== Given records ==
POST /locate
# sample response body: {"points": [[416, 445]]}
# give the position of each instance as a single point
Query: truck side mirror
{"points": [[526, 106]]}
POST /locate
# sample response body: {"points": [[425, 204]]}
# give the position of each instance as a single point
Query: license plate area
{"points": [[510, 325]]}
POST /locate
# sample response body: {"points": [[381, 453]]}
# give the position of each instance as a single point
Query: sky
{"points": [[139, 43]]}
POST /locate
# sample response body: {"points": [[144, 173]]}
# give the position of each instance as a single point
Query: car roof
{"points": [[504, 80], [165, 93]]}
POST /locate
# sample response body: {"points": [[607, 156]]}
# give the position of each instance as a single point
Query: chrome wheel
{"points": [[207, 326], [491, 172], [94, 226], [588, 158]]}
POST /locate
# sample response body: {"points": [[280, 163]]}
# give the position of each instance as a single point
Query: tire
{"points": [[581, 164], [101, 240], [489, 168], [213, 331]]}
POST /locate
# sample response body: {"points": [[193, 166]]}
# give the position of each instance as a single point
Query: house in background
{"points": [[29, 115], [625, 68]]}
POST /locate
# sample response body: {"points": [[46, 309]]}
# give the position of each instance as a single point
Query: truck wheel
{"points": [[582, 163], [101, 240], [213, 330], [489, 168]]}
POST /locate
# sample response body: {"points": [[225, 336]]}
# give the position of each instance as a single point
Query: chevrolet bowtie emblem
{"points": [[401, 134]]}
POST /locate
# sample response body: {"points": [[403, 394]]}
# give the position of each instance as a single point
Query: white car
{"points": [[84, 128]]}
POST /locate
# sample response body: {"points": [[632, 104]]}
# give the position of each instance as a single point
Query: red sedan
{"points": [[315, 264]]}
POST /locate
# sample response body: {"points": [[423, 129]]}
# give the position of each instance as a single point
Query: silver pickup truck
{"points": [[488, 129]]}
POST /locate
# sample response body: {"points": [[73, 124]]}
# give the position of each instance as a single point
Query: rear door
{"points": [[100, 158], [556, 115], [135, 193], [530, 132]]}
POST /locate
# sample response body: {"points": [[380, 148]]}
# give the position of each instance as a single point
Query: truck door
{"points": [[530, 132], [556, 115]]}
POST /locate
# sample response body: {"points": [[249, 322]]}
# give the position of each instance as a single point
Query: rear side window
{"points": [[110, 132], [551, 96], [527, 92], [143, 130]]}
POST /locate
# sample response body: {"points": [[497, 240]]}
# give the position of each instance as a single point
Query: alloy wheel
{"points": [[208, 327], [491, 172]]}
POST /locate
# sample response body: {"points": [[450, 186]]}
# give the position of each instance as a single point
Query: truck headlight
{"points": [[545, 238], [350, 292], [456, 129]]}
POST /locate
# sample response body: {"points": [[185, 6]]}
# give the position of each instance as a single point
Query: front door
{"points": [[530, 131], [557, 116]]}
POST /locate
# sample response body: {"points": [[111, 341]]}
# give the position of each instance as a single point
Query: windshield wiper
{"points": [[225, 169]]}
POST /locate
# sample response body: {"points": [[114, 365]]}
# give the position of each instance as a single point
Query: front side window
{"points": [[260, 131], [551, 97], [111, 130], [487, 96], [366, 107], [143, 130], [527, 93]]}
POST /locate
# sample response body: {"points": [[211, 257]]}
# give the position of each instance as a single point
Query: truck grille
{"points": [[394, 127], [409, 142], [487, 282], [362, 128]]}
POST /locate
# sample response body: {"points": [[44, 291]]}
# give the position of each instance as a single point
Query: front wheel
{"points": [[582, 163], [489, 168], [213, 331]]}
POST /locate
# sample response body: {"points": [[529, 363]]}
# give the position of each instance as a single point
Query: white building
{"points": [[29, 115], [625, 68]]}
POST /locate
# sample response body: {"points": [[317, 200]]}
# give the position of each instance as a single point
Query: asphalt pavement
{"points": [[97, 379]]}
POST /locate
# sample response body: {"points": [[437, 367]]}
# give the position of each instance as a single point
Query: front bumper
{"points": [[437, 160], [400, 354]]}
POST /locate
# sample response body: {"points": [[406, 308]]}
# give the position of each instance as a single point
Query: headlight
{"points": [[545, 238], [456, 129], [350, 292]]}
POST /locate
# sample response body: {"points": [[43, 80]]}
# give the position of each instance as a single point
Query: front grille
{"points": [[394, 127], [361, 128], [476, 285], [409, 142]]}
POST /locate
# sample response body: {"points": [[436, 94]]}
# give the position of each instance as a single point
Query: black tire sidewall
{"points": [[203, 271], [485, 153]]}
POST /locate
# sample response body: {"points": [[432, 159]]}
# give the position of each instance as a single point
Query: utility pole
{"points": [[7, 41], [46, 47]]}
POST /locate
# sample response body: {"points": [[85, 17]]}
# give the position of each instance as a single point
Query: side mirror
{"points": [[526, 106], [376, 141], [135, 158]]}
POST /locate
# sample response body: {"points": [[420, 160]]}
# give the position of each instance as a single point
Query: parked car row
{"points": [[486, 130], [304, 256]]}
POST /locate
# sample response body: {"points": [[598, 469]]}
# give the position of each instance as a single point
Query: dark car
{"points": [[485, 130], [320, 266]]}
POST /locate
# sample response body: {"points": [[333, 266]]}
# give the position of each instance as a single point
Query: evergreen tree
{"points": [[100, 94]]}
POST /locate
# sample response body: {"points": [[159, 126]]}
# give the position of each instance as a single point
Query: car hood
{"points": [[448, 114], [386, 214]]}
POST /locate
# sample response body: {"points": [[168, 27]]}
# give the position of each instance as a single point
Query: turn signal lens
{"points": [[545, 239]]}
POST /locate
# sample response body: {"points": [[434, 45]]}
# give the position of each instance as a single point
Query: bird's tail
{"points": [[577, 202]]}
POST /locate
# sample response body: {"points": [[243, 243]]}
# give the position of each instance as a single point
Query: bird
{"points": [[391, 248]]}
===
■ **Aim of the exercise**:
Once more, write out the entries exactly as they were written.

■ **Response to this exercise**:
POST /locate
# sample response body: {"points": [[416, 445]]}
# give the position of each instance as a single point
Query: truck side mirror
{"points": [[526, 106]]}
POST /locate
# sample response body: {"points": [[425, 204]]}
# give the position of each instance as a single point
Query: license plate area
{"points": [[510, 325]]}
POST /locate
# sample response body: {"points": [[381, 453]]}
# give the position of each instance as a single point
Query: sky
{"points": [[139, 43]]}
POST /locate
# sample response body: {"points": [[144, 173]]}
# give the position of each instance as a single point
Query: car roof
{"points": [[504, 80], [165, 93]]}
POST /locate
# sample response body: {"points": [[607, 156]]}
# give the position of each instance as a single point
Query: chrome wheel
{"points": [[207, 326], [491, 172], [94, 226], [588, 158]]}
POST /locate
# sample response body: {"points": [[280, 163]]}
# give the position of each instance as a single point
Query: tire
{"points": [[581, 164], [101, 240], [489, 168], [213, 331]]}
POST /locate
# sample response body: {"points": [[193, 166]]}
# give the position of each instance as a single point
Query: house in background
{"points": [[29, 115], [625, 68]]}
POST /locate
# sample response body: {"points": [[46, 309]]}
# give the position of each instance as a single point
Query: truck wheel
{"points": [[582, 163], [101, 240], [213, 330], [489, 168]]}
POST /locate
# sample response body: {"points": [[225, 336]]}
# give the position of each instance as a single point
Query: chevrolet bowtie emblem
{"points": [[401, 134]]}
POST /locate
# sample response body: {"points": [[403, 394]]}
# give the position of each instance as a single point
Query: white car
{"points": [[84, 128]]}
POST /locate
# sample response body: {"points": [[632, 104]]}
# give the position of each instance as a single point
Query: red sedan
{"points": [[315, 264]]}
POST /locate
# sample response body: {"points": [[423, 129]]}
# give the position of each instance as a single point
Query: silver pickup truck
{"points": [[488, 129]]}
POST /locate
# sample response body: {"points": [[73, 124]]}
# give the position of each instance as a single point
Query: rear door
{"points": [[100, 158], [556, 115], [135, 193], [530, 132]]}
POST /locate
# sample response body: {"points": [[380, 148]]}
# give the position of each instance as a single point
Query: truck door
{"points": [[530, 132], [556, 115]]}
POST /locate
# sample response body: {"points": [[249, 322]]}
# give the position of each instance as a single point
Query: rear side window
{"points": [[110, 132], [551, 96], [527, 92], [143, 130]]}
POST /locate
# sample response body: {"points": [[497, 240]]}
# give the position of each instance as a single point
Query: alloy wheel
{"points": [[208, 327], [491, 172]]}
POST /locate
# sample response body: {"points": [[450, 186]]}
# give the position of each instance as a single point
Query: truck headlight
{"points": [[545, 238], [350, 292], [456, 129]]}
POST /locate
# sample response body: {"points": [[185, 6]]}
# give the position of each instance as a single point
Query: front door
{"points": [[530, 131], [557, 116]]}
POST /locate
# sample response body: {"points": [[111, 341]]}
# give the position of each instance as a single point
Query: windshield wiper
{"points": [[225, 169]]}
POST /locate
# sample response body: {"points": [[114, 365]]}
# give the position of each instance as a single point
Query: front side window
{"points": [[260, 131], [551, 97], [111, 130], [487, 96], [366, 107], [143, 130], [527, 93]]}
POST /locate
# sample response body: {"points": [[211, 257]]}
# give the position of each instance as a single point
Query: truck grille
{"points": [[394, 127], [409, 142], [487, 282], [362, 128]]}
POST /locate
# sample response body: {"points": [[44, 291]]}
# give the position of each instance as a single point
Query: front wheel
{"points": [[582, 163], [489, 168], [213, 331]]}
POST /locate
# sample response body: {"points": [[529, 363]]}
# give the position of each instance as a single point
Query: white building
{"points": [[29, 115], [625, 68]]}
POST /locate
# sample response body: {"points": [[317, 200]]}
# give the position of each instance as a single point
Query: asphalt pavement
{"points": [[97, 379]]}
POST /locate
# sample response body: {"points": [[437, 367]]}
# give the position of each instance as a single point
Query: front bumper
{"points": [[437, 160], [400, 354]]}
POST /locate
# sample response body: {"points": [[406, 308]]}
# give the position of each instance as a single point
Query: headlight
{"points": [[545, 238], [456, 129], [350, 292]]}
POST /locate
# sample response body: {"points": [[43, 80]]}
# give the position of each instance as a single point
Query: front grille
{"points": [[394, 127], [361, 128], [476, 285], [409, 142]]}
POST /locate
# sample response body: {"points": [[436, 94]]}
# give the position of each instance as a single point
Query: black tire sidewall
{"points": [[203, 271], [485, 153]]}
POST /locate
# sample response body: {"points": [[432, 159]]}
# give the position of each instance as a single point
Query: utility pole
{"points": [[7, 41], [46, 47]]}
POST /locate
# sample response body: {"points": [[85, 17]]}
# give the position of each instance as a single point
Query: side mirror
{"points": [[526, 106], [376, 141], [135, 158]]}
POST /locate
# sample response body: {"points": [[420, 160]]}
# give the position of each instance as a single point
Query: parked car row
{"points": [[486, 130], [304, 256]]}
POST /locate
# sample response body: {"points": [[598, 469]]}
# give the position of each instance as a single point
Query: dark car
{"points": [[485, 130], [320, 266]]}
POST /locate
# sample response body: {"points": [[333, 266]]}
# give the position of each instance as a single point
Query: evergreen tree
{"points": [[100, 94]]}
POST /locate
# sample response body: {"points": [[159, 126]]}
# give the position of each instance as a single point
Query: car hood
{"points": [[448, 114], [386, 214]]}
POST /locate
# sample response body: {"points": [[168, 27]]}
# give the position of each instance as a single point
Query: turn signal lens
{"points": [[545, 239]]}
POST /locate
# sample response body: {"points": [[434, 45]]}
# give the position of each instance as a single point
Query: bird's tail
{"points": [[577, 202]]}
POST /locate
# sample response body: {"points": [[243, 243]]}
# give the position of each instance as a single point
Query: bird
{"points": [[391, 248]]}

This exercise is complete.